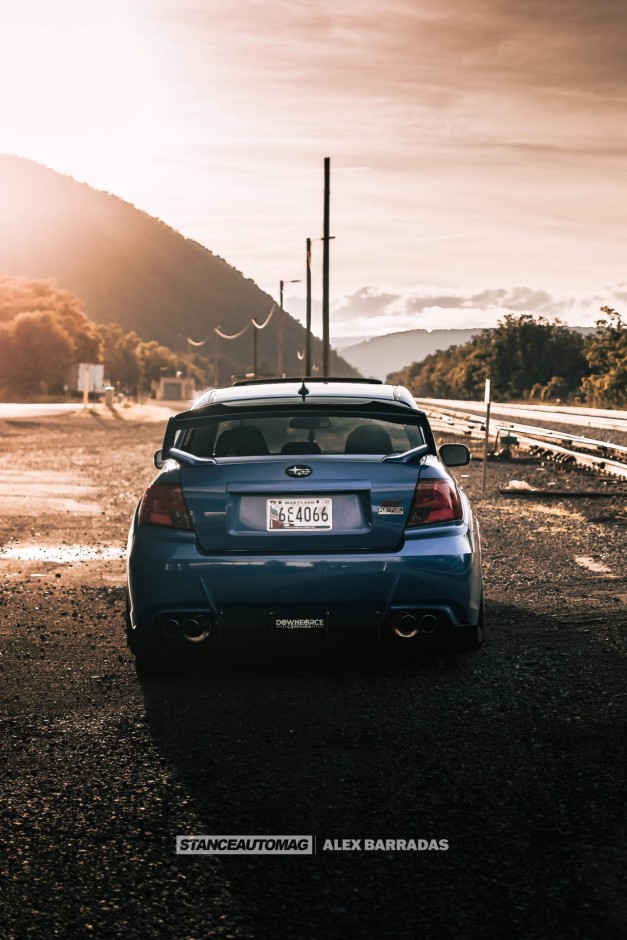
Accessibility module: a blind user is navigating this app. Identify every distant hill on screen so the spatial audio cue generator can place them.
[0,155,356,381]
[341,329,481,379]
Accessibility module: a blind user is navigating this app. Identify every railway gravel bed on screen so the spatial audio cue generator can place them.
[0,414,627,940]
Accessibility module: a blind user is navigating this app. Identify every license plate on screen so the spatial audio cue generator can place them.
[266,496,333,532]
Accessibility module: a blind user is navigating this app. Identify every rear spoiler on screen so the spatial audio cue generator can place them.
[383,444,429,463]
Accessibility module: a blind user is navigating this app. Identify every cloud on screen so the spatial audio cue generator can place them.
[289,281,627,345]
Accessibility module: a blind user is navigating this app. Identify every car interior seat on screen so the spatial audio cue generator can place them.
[215,424,270,457]
[281,441,322,454]
[344,424,394,454]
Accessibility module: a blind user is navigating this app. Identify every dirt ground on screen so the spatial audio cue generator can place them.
[0,408,627,940]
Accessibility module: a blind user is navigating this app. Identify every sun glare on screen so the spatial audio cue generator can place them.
[0,0,158,184]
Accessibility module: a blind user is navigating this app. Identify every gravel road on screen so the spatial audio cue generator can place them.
[0,409,627,940]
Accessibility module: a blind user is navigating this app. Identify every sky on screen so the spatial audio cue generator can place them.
[0,0,627,345]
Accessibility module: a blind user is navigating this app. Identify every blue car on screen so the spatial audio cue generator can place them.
[126,378,484,658]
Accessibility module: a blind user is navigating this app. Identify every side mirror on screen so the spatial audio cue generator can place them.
[439,444,470,467]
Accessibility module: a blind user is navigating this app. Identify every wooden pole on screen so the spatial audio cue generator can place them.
[322,157,331,376]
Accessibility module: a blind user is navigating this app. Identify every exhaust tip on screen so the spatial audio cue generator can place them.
[161,617,181,640]
[419,614,439,634]
[182,617,211,643]
[394,613,418,640]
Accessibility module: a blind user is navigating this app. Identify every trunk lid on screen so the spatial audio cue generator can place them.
[179,455,420,554]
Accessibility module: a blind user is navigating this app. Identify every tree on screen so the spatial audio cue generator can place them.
[581,307,627,407]
[390,314,588,401]
[0,310,74,398]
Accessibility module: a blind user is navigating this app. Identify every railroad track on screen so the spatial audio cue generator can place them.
[417,399,627,479]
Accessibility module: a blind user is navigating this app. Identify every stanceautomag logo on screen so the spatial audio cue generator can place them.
[176,836,314,855]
----
Task requirements: Return the entries verbatim, starting at the beginning and ending at the line containing "[341,329,481,379]", both included. Leave the pictures out of your answer.

Solution:
Accessibility module: a blind user is navigating this app. Identify every distant hill on screen so the spatial audio cue generator can place them.
[0,155,356,381]
[341,329,481,379]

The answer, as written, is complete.